**EXTRACTED MATERIAL**
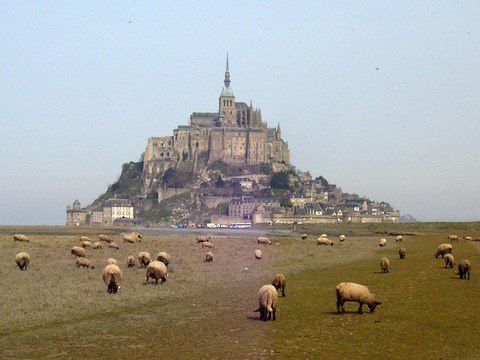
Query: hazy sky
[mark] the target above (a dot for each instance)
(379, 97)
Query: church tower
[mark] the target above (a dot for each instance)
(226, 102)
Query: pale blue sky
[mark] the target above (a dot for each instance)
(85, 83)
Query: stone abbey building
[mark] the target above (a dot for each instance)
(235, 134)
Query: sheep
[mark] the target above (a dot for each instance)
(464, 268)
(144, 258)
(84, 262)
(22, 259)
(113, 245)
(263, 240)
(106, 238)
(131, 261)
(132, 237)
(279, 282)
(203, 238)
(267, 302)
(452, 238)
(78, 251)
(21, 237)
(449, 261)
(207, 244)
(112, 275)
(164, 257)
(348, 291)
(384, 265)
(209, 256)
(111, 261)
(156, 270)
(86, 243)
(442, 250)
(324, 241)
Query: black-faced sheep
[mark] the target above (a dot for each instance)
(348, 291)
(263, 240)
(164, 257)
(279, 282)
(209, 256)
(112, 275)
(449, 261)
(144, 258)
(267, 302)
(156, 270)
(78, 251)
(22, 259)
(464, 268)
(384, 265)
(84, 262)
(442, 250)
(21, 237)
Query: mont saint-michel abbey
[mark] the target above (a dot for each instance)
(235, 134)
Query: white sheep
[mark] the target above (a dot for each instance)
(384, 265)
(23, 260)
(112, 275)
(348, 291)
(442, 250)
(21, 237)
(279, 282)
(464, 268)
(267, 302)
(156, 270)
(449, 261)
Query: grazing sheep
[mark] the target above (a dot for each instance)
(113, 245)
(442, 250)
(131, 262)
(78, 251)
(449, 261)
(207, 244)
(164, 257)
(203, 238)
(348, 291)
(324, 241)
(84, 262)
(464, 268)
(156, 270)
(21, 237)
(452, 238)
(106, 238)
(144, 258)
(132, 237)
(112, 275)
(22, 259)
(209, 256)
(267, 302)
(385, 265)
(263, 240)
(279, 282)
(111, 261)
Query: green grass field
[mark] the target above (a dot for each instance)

--

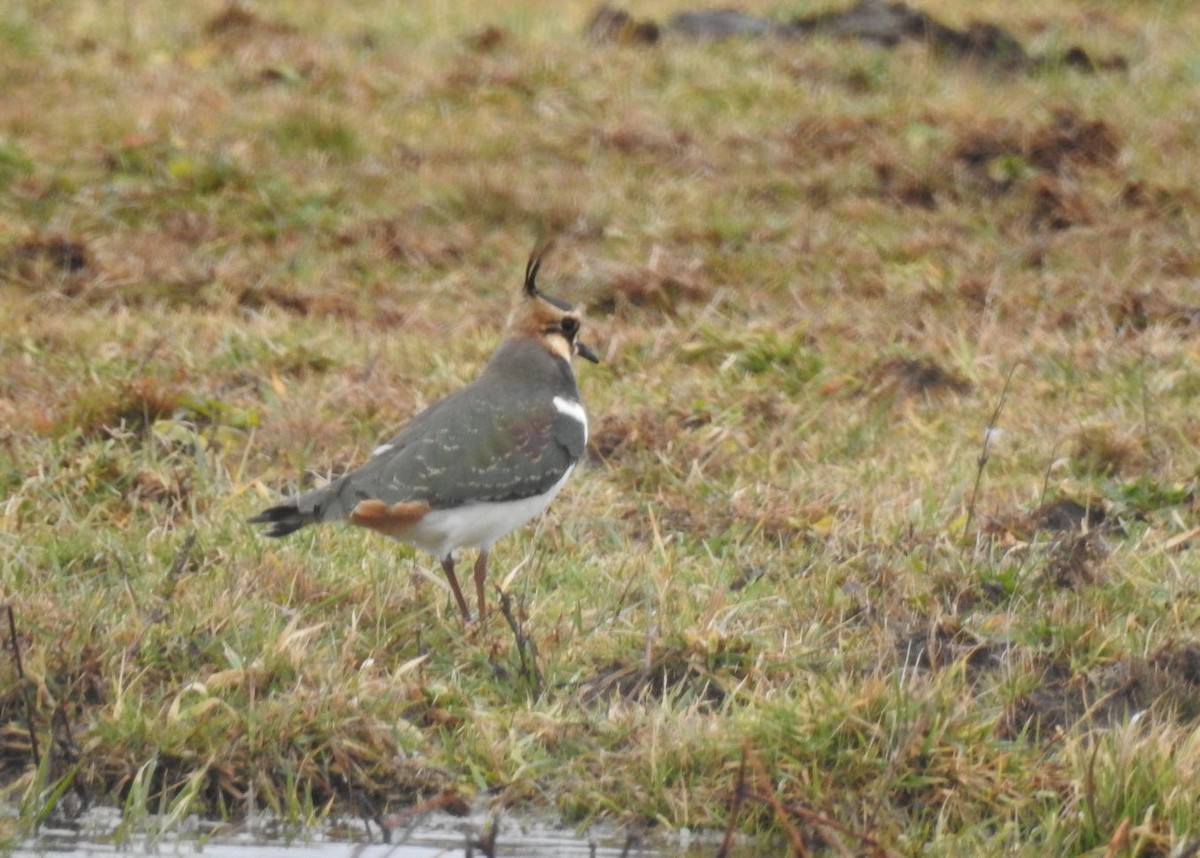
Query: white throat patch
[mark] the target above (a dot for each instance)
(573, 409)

**TASK STATEMENT**
Report every line in the data above that contains the word "white".

**TASK ANSWER**
Query: white sheep
Query: white throat patch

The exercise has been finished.